## Task requirements
From the records below, set down exactly the lines starting with the line that contains "Each instance of the building" and going on through the line that contains "Each instance of the bridge". Nothing else is wanted.

## Data for analysis
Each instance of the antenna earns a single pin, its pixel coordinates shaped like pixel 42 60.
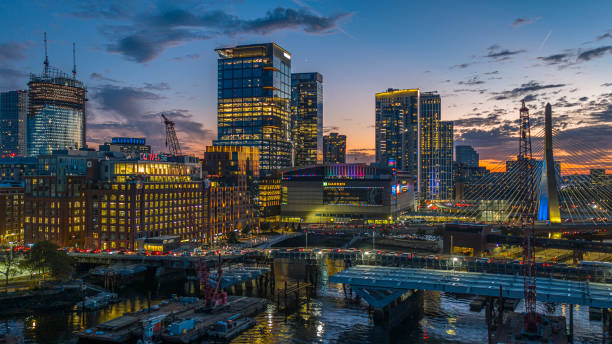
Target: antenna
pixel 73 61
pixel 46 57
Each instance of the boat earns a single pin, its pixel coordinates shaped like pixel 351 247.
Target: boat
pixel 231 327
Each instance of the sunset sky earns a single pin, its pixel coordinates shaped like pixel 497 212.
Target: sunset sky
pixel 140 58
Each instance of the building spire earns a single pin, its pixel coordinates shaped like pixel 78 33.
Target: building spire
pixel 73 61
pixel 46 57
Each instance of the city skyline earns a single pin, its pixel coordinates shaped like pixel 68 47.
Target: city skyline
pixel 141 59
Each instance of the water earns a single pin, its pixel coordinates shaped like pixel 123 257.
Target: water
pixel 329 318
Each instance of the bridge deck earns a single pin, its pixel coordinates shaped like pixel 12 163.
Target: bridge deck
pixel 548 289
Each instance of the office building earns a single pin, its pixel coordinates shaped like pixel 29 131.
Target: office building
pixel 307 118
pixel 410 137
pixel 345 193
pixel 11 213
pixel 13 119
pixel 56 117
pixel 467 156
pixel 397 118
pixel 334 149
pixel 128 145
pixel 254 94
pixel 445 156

...

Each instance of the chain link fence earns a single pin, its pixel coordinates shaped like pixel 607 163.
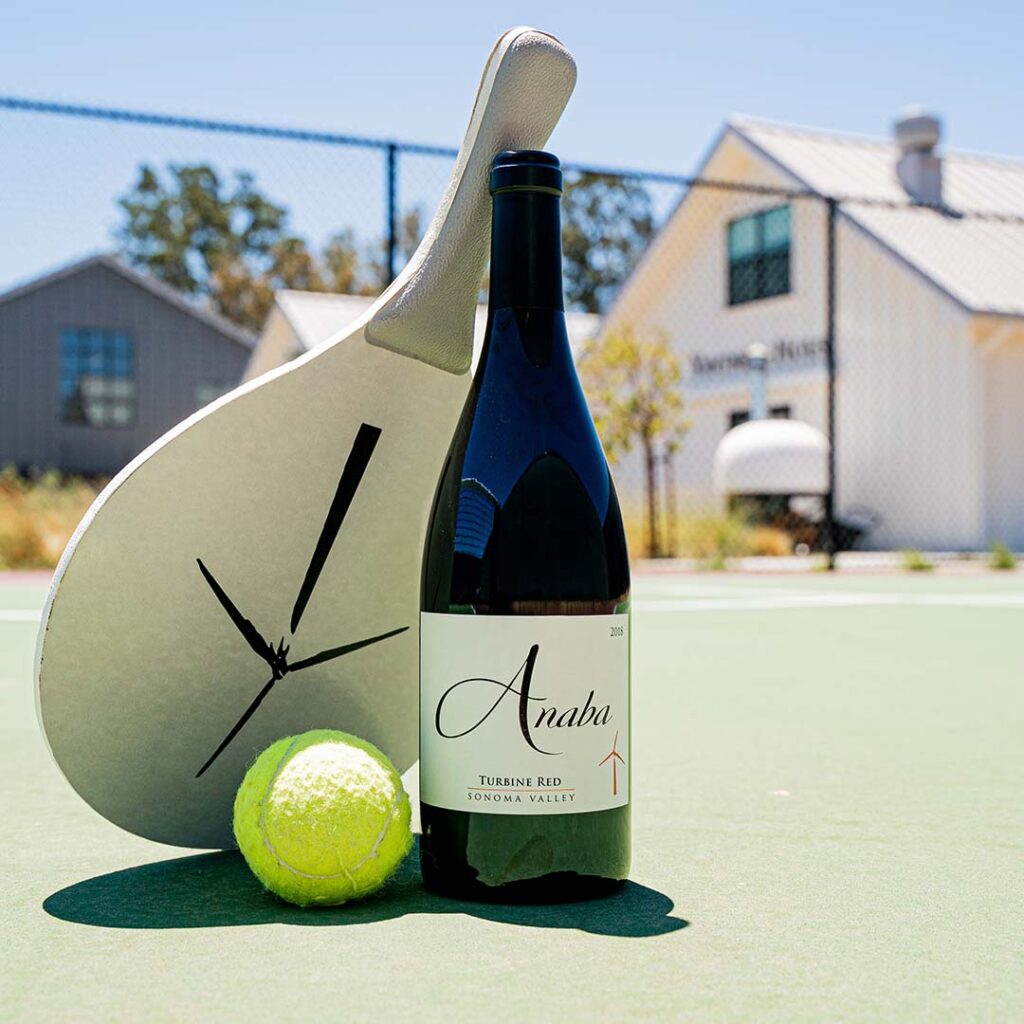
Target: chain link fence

--

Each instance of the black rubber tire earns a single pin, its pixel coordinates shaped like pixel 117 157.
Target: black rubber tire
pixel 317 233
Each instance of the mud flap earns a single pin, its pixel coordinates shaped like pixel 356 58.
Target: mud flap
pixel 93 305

## Solution to this task
Each instance of the building spire earns a single pin, its pixel coordinates shaped like pixel 78 33.
Target: building spire
pixel 73 61
pixel 46 57
Each instance of the city skyline earns a single pin, its pixel coordinates shaped like pixel 68 47.
Target: city skyline
pixel 141 59
Each instance of the water earns a single pin, its pixel coordinates shaped like pixel 123 257.
Target: water
pixel 329 318
Each instance of the bridge deck earns a single pin, its pixel coordinates shaped like pixel 12 163.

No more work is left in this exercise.